» Source excerpt:
* * *

Legacy carriers (e.g. Air France/Alitalia) still command a 60% market share of intra-European flights which represents an attractive opportunity for low cost carriers, given their relative cost base advantages and efficient operations. In the US market, the top four airlines have an 80% market share vs. 43% in Europe and so, in tough times, we expect consolidation to accelerate.
Our new investment in Barclays is the first bank investment in the Company's portfolio for over 10 years. We think the core UK deposit/mortgage, payments and credit card franchises are strong, consistent cash-generative businesses. The value of these businesses has historically been suppressed by regulation, complexity and the bank's investment banking operations. We believe the pressure on management from activist Ed Bramson will result in introspection that will release value.

* * *

» Raw records:
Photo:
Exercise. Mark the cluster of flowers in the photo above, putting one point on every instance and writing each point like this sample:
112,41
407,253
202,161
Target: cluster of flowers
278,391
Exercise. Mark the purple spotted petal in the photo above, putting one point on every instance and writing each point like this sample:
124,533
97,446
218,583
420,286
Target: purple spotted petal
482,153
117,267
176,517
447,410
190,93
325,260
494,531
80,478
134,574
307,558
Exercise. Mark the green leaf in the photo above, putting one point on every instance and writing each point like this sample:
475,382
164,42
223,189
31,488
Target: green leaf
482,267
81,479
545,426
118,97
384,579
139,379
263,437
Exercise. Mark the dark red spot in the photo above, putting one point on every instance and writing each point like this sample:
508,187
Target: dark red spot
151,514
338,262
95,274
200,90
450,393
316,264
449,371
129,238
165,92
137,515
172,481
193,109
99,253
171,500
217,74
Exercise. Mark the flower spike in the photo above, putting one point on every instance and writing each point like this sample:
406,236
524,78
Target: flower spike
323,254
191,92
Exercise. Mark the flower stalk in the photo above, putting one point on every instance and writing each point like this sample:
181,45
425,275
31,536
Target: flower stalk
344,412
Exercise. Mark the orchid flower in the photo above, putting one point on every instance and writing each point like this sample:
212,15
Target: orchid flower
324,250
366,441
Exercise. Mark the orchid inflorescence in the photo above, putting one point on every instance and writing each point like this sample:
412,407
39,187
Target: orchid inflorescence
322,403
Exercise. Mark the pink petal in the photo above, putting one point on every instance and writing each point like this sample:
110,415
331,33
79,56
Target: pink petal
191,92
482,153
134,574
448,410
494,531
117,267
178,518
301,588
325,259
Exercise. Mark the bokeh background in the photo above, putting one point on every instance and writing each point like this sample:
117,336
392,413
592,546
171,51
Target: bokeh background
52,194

* * *

» Set problem A: Translate this sentence from the investment commentary into Spanish: "Our new investment in Barclays is the first bank investment in the Company's portfolio for over 10 years."
» Set problem B: Extend the investment commentary on airlines and Barclays, picking up after its final sentence.

» Task output A: Nuestra nueva inversión en Barclays es la primera inversión bancaria en la cartera de la Compañía en más de 10 años.

» Task output B:
In terms of sales, we reduced a number of holdings that did not fit our revised investment criteria. Our sales were largely in small caps and unquoted equities. We sold five unquoted holdings realising 8.2% of NAV - most notably, Metapack and Gundaline. Metapack was sold at a 25% premium to carrying value, representing an attractive 5.4x return on investment. Our investment in URICA was impaired following a one-off event that restricted the company's prospects for raising funds. For further details see our most recent Half-Yearly Report.
We have further rationalisation to do and expect our number of holdings and unquoted exposure to continue to decline, albeit at a slower pace and, as already stated, new unquoted investments will only be made in exceptional circumstances. Commensurately, the underlying portfolio liquidity will continue to improve, giving us more flexibility.
The table provided further depicts our current positioning based on our sector classification. We have increased advantageously diversification across geographies and sectors, despite now having a more concentrated portfolio. This has reduced the portfolio's sensitivity to any one given risk. For example, historically we had large exposures to oil and asset prices, with positions in oil exploration companies and asset managers. These two sectors now account for 14.4% of our assets vs. 22.0% last year. We have reduced our exposure to asset managers, in particular to reduce sensitivity to global asset prices. As a result, we can now expect returns to come from a broader set of industries with the aim of generating more consistent returns.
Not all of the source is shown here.